What you should do
Output all the data exactly as it appears below.
□ □ □ □
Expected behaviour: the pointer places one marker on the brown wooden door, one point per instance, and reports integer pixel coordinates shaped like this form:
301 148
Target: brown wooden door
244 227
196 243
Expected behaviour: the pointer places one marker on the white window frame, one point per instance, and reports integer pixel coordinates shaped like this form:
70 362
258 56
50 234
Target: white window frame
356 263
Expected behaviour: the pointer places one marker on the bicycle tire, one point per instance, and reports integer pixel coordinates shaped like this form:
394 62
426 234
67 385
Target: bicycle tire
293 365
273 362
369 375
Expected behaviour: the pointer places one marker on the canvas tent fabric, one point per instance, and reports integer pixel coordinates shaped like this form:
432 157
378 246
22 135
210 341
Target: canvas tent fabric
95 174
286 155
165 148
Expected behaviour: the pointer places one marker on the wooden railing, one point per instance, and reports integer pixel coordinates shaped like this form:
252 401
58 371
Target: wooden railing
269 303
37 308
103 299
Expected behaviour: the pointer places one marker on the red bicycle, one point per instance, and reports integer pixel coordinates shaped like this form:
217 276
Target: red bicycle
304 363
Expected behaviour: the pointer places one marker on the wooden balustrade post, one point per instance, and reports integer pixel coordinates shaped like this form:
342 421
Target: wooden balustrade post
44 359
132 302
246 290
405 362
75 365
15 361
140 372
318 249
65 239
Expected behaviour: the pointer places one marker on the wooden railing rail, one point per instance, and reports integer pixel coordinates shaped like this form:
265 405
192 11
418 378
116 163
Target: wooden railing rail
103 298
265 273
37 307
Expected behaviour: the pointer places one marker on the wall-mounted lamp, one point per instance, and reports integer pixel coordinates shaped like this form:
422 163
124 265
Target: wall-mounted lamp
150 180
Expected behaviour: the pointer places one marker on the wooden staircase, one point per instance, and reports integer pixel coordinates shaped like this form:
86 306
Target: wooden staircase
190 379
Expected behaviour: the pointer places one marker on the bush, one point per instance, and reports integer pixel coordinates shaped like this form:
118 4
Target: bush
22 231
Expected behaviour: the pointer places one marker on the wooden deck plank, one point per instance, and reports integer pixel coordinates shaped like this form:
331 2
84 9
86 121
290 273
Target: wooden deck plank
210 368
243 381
□ □ □ □
Final answer
Expected behaviour: the pointer places one marker on the brown wooden door, one point per instance, and reports integer pixel coordinates shaped like this form:
301 148
Target: brown wooden door
244 227
196 243
Expected behaviour: the pointer places one marker on the white window frame, one point per instance, and reports integer pixel coordinates shaped like this form:
70 362
258 56
50 234
Target: white window frame
356 263
Expected behaviour: the pointer places one marker on the bicycle tire, one point per instance, and reports integer pixel coordinates shaped like this form:
394 62
426 234
67 385
Target: bicycle tire
293 365
273 362
369 375
Expected behaviour: the pointer places one marker on the canvas tent fabric, one point per instance, and reports integer pixel coordinates shaped like this form:
432 157
378 246
22 135
210 341
Target: canvas tent fabric
95 174
286 155
165 148
Expected behaviour: the pointer places one marker on the wooden railing, one point per instance, and reports integer pixel coordinates shaped like this form:
252 401
58 371
Target: wooden railing
269 303
37 308
103 299
Expected behaviour: the pointer places one marker on the red bicycle, one point per instance, and reports integer pixel coordinates shaped like this form:
217 276
Target: red bicycle
304 363
Expected behaviour: the pointer places one marker on the wooden balustrade post, one point per instance, and reports integer pixel coordinates shaped like this form:
342 421
Target: wooden balustrade post
44 359
132 302
246 290
405 362
75 365
15 361
140 372
318 249
65 239
Expected behaviour: the pointer places one marker on the wooden railing rail, one point per instance, and reports integer pixel coordinates shaped like this form:
265 405
192 11
418 378
116 163
Target: wooden railing rail
103 298
265 273
37 307
Expected behaviour: the pointer places one marker on the wall-mounted lamp, one point per instance, and reports integer pixel coordinates shaped like this form:
422 163
124 265
Target: wall-mounted lamp
150 180
Expected behaviour: the pointer places one marker on the wooden staircase, one point per instance, and reports integer pixel coordinates shaped like this form:
86 306
Target: wooden staircase
190 379
Expected behaviour: the pointer places one marker on the bush, one point per instance, and reports integer pixel coordinates shaped like this form:
118 4
Target: bush
22 231
Expected behaviour: the pointer places one marker on the wooden deck plank, one point per instance, and reports integer pixel coordinates shaped like this form:
331 2
84 9
86 121
290 273
Target: wooden deck plank
210 368
243 381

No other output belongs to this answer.